● **Task instructions**
Please arrange all of the data below as a JSON list of strings, one string per line, with blank lines and the pictures left out.

────────

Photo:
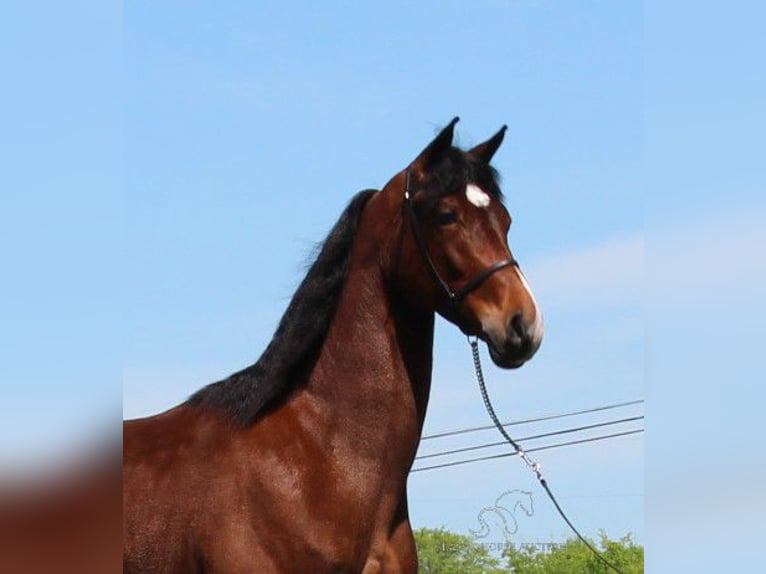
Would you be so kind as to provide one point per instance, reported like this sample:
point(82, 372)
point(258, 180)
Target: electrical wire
point(532, 420)
point(544, 447)
point(531, 437)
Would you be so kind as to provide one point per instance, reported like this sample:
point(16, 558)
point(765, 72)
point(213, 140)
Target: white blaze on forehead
point(476, 195)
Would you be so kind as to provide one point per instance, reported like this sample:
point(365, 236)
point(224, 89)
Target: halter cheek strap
point(454, 296)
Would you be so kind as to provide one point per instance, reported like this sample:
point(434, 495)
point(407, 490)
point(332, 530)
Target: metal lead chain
point(534, 466)
point(531, 463)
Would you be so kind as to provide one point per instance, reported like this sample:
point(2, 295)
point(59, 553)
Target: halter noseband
point(455, 296)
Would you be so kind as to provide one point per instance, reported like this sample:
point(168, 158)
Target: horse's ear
point(433, 151)
point(485, 151)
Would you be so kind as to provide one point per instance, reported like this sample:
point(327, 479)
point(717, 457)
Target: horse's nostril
point(517, 326)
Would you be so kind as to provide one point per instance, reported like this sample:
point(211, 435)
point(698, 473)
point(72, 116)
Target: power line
point(531, 437)
point(546, 447)
point(532, 420)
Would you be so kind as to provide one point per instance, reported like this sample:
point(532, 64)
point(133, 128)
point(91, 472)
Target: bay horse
point(299, 462)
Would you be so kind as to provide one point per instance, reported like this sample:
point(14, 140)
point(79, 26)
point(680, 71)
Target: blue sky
point(248, 128)
point(156, 157)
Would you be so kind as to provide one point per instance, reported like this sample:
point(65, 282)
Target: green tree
point(444, 552)
point(573, 557)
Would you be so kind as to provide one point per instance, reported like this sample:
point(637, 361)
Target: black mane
point(245, 395)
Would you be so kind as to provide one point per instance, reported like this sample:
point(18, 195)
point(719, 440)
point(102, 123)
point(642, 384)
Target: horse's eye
point(446, 217)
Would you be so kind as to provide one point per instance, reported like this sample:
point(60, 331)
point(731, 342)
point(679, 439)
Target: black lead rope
point(534, 466)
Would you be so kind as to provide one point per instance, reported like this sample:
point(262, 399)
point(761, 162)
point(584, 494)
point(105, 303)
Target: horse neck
point(374, 371)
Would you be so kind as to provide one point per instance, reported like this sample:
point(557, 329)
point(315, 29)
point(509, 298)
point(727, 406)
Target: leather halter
point(455, 296)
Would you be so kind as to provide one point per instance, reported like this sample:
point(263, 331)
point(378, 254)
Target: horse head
point(454, 257)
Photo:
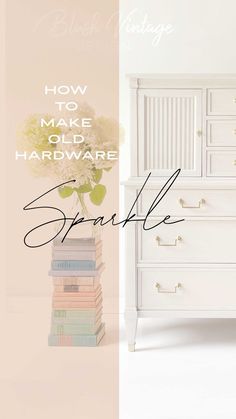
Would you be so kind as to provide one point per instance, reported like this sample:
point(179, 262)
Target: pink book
point(76, 298)
point(76, 304)
point(77, 294)
point(73, 288)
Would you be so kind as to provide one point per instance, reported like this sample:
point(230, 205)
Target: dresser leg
point(131, 320)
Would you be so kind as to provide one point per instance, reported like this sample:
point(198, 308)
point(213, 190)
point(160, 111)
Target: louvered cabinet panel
point(169, 131)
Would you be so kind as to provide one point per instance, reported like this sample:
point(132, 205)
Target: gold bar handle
point(165, 291)
point(200, 203)
point(168, 244)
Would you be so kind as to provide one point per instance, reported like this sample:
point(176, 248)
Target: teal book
point(73, 265)
point(77, 340)
point(75, 329)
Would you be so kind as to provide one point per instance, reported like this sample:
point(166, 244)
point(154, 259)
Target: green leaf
point(97, 175)
point(98, 194)
point(65, 192)
point(84, 188)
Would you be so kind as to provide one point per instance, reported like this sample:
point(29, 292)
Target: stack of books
point(77, 297)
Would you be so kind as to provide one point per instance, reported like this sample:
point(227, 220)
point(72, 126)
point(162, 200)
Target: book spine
point(73, 329)
point(92, 294)
point(76, 281)
point(76, 314)
point(75, 255)
point(74, 288)
point(81, 320)
point(75, 299)
point(75, 304)
point(76, 340)
point(73, 265)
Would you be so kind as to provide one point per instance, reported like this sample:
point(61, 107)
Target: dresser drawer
point(186, 289)
point(221, 102)
point(189, 241)
point(186, 202)
point(221, 133)
point(221, 163)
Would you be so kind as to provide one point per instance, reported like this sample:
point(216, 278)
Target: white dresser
point(185, 269)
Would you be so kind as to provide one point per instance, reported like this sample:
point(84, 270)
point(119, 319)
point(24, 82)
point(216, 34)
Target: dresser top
point(139, 80)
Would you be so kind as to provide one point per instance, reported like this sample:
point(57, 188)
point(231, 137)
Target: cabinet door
point(169, 131)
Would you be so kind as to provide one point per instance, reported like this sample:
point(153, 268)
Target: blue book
point(73, 265)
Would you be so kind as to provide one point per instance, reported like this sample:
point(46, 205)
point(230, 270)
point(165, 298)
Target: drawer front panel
point(186, 289)
point(221, 102)
point(221, 133)
point(184, 202)
point(221, 163)
point(189, 241)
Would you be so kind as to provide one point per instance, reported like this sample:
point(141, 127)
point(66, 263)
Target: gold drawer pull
point(200, 203)
point(164, 291)
point(168, 244)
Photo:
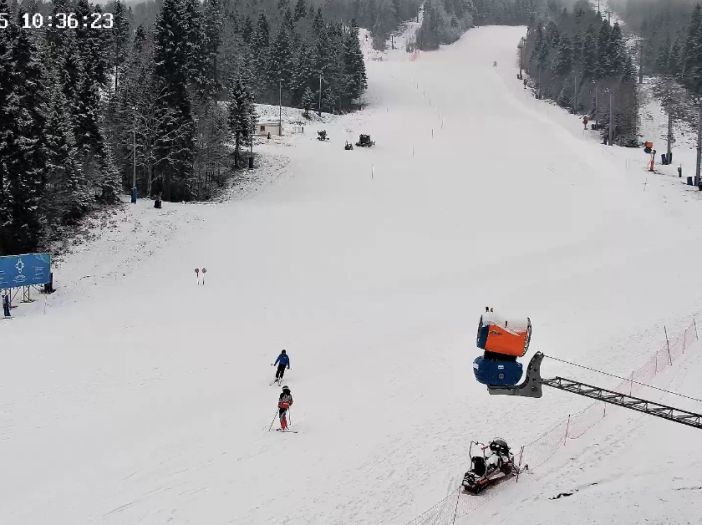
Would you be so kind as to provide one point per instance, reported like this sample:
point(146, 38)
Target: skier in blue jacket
point(283, 362)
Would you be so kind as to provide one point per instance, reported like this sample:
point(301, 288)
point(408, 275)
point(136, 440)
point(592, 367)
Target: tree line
point(580, 60)
point(167, 107)
point(671, 38)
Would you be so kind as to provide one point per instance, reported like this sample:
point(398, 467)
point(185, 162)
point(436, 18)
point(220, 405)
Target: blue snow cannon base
point(497, 372)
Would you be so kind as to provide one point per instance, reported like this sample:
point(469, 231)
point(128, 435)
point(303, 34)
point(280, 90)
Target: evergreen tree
point(604, 63)
point(65, 180)
point(564, 57)
point(120, 39)
point(354, 67)
point(281, 60)
point(307, 101)
point(247, 30)
point(212, 40)
point(242, 118)
point(690, 54)
point(616, 51)
point(300, 10)
point(589, 54)
point(6, 89)
point(23, 144)
point(172, 58)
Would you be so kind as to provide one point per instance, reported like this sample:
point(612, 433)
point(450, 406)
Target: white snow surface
point(132, 395)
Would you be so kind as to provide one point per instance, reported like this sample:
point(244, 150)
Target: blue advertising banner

────────

● **Full answer**
[
  "Photo:",
  "Would you be so kind as to provide one point per instance, reported like this sample:",
  "point(82, 372)",
  "point(258, 180)",
  "Target: electrical wire",
  "point(532, 420)",
  "point(544, 447)",
  "point(531, 437)",
  "Would you be so kind as to provide one point per instance, reported like this sample:",
  "point(16, 558)",
  "point(765, 72)",
  "point(213, 140)",
  "Target: white blaze on forehead",
  "point(476, 195)",
  "Would you be so kind as to provide one point per instance, reported like this sample:",
  "point(365, 236)",
  "point(224, 89)",
  "Target: halter cheek strap",
  "point(454, 296)",
  "Would you be so kind as to provide one point per instance, reported like this sample:",
  "point(434, 495)",
  "point(407, 490)",
  "point(332, 530)",
  "Target: metal lead chain",
  "point(534, 466)",
  "point(531, 463)",
  "Would you be so kind as to provide one point per instance, reported like this sample:",
  "point(2, 295)",
  "point(59, 553)",
  "Target: halter noseband",
  "point(455, 296)",
  "Would you be so kind as to provide one point per instance, reported like this sample:",
  "point(168, 158)",
  "Target: horse's ear",
  "point(433, 151)",
  "point(485, 151)",
  "Would you be so kind as to provide one point per instance, reported like this sample:",
  "point(327, 479)",
  "point(717, 457)",
  "Target: horse's nostril",
  "point(517, 326)",
  "Would you be so kind as to provide one point per instance, reported like this sample:",
  "point(211, 435)",
  "point(698, 473)",
  "point(72, 116)",
  "Target: power line",
  "point(531, 437)",
  "point(546, 447)",
  "point(532, 420)",
  "Would you be so kind as to provide one point per instance, reported like this sample:",
  "point(532, 64)",
  "point(133, 128)",
  "point(91, 472)",
  "Target: bay horse",
  "point(299, 462)",
  "Would you be so kind as to provide one point per instance, reported like this sample:",
  "point(14, 140)",
  "point(79, 26)",
  "point(680, 71)",
  "Target: blue sky",
  "point(248, 128)",
  "point(156, 157)",
  "Would you be so kind as to provide one point per instance, reported like this sample:",
  "point(65, 282)",
  "Target: green tree",
  "point(444, 552)",
  "point(573, 557)",
  "Would you be so kind as to provide one point per instance, reported like this sample:",
  "point(637, 361)",
  "Target: black mane",
  "point(245, 395)",
  "Would you be so kind as to provide one point per instance, reported like this sample:",
  "point(18, 195)",
  "point(719, 440)",
  "point(102, 123)",
  "point(642, 384)",
  "Target: horse's eye",
  "point(446, 217)",
  "Would you be so kind as to provide one point per instance, reported like this sample:",
  "point(60, 331)",
  "point(731, 342)",
  "point(679, 439)",
  "Target: black lead rope",
  "point(534, 466)",
  "Would you be so kind as to provide one point per instance, reported like this sample:",
  "point(262, 399)",
  "point(761, 162)",
  "point(584, 494)",
  "point(105, 303)",
  "Target: horse neck",
  "point(374, 371)",
  "Would you be so kind as to provide one point per instance, reported like this sample:",
  "point(557, 329)",
  "point(315, 29)",
  "point(509, 298)",
  "point(727, 406)",
  "Target: leather halter",
  "point(455, 296)",
  "Would you be so kind as to provide one point per instance, reported like this sample:",
  "point(263, 331)",
  "point(378, 254)",
  "Target: horse head",
  "point(454, 257)",
  "Photo:",
  "Would you be so kind as to provide one point per instance, reported like this sample:",
  "point(179, 262)",
  "Target: pink book",
  "point(76, 298)",
  "point(76, 304)",
  "point(77, 294)",
  "point(73, 288)",
  "Would you be so kind as to provide one point per instance, reported like this sample:",
  "point(230, 205)",
  "Target: dresser leg",
  "point(131, 320)",
  "Would you be so kind as to provide one point per instance, reported like this sample:",
  "point(198, 308)",
  "point(213, 190)",
  "point(160, 111)",
  "Target: louvered cabinet panel",
  "point(169, 131)",
  "Would you be so kind as to provide one point per instance, reported like this sample:",
  "point(132, 205)",
  "Target: gold bar handle",
  "point(165, 291)",
  "point(200, 203)",
  "point(168, 244)",
  "Would you be so kind as to provide one point per instance, reported like this sample:",
  "point(176, 248)",
  "Target: teal book",
  "point(73, 265)",
  "point(77, 340)",
  "point(75, 329)",
  "Would you be so kind as to provide one point per instance, reported like this sample:",
  "point(166, 244)",
  "point(154, 259)",
  "Target: green leaf",
  "point(97, 175)",
  "point(98, 194)",
  "point(65, 192)",
  "point(84, 188)",
  "Would you be so kind as to provide one point per instance, reported like this sample:",
  "point(29, 292)",
  "Target: stack of books",
  "point(77, 297)",
  "Would you be so kind as to provide one point per instance, reported like this sample:",
  "point(227, 220)",
  "point(72, 126)",
  "point(162, 200)",
  "Target: book spine",
  "point(73, 329)",
  "point(92, 294)",
  "point(76, 281)",
  "point(76, 314)",
  "point(75, 255)",
  "point(74, 288)",
  "point(81, 320)",
  "point(75, 299)",
  "point(75, 304)",
  "point(76, 340)",
  "point(73, 265)",
  "Would you be so kind as to provide one point per instance, reported like this sample:",
  "point(61, 107)",
  "Target: dresser drawer",
  "point(186, 289)",
  "point(221, 102)",
  "point(189, 241)",
  "point(186, 202)",
  "point(221, 133)",
  "point(221, 163)",
  "Would you be so kind as to provide one point per instance, reported like this sample:",
  "point(216, 278)",
  "Target: white dresser",
  "point(185, 269)",
  "Would you be so kind as to provide one point per instance, reported like this sample:",
  "point(84, 270)",
  "point(119, 319)",
  "point(24, 82)",
  "point(216, 34)",
  "Target: dresser top",
  "point(139, 80)",
  "Would you be so kind as to provide one point per instance, reported like this sample:",
  "point(57, 188)",
  "point(231, 137)",
  "Target: cabinet door",
  "point(169, 131)",
  "Would you be so kind as to provide one point per instance, reported like this sample:",
  "point(153, 268)",
  "Target: blue book",
  "point(73, 265)",
  "Would you be so kind as to provide one point per instance, reported like this sample:",
  "point(46, 205)",
  "point(230, 270)",
  "point(165, 298)",
  "Target: drawer front panel",
  "point(186, 289)",
  "point(221, 102)",
  "point(221, 133)",
  "point(184, 202)",
  "point(221, 163)",
  "point(189, 241)",
  "Would you be so kind as to provide one point per instance, reported like this sample:",
  "point(141, 127)",
  "point(66, 263)",
  "Target: gold drawer pull",
  "point(200, 203)",
  "point(164, 291)",
  "point(168, 244)",
  "Photo:",
  "Would you be so kind as to provide one point per instance, reported like this sample:",
  "point(146, 38)",
  "Target: skier in blue jacket",
  "point(283, 362)",
  "Would you be so kind as to provide one point per instance, reported like this sample:",
  "point(301, 288)",
  "point(408, 275)",
  "point(136, 440)",
  "point(592, 367)",
  "Target: tree line",
  "point(580, 60)",
  "point(167, 107)",
  "point(671, 38)",
  "Would you be so kind as to provide one point per instance, reported like this sample:",
  "point(398, 467)",
  "point(185, 162)",
  "point(436, 18)",
  "point(220, 405)",
  "Target: blue snow cannon base",
  "point(497, 372)",
  "Would you be so kind as to provide one point per instance, reported like this sample:",
  "point(469, 231)",
  "point(128, 435)",
  "point(303, 34)",
  "point(280, 90)",
  "Target: evergreen tree",
  "point(604, 63)",
  "point(65, 180)",
  "point(564, 57)",
  "point(120, 39)",
  "point(354, 67)",
  "point(281, 60)",
  "point(307, 101)",
  "point(247, 30)",
  "point(212, 40)",
  "point(242, 118)",
  "point(690, 54)",
  "point(616, 51)",
  "point(300, 10)",
  "point(589, 54)",
  "point(6, 89)",
  "point(23, 144)",
  "point(172, 58)",
  "Would you be so kind as to provide one point per instance, reported like this sample:",
  "point(612, 433)",
  "point(450, 406)",
  "Target: white snow surface",
  "point(132, 395)",
  "Would you be so kind as to provide one point per instance, reported like this sample:",
  "point(244, 150)",
  "Target: blue advertising banner"
]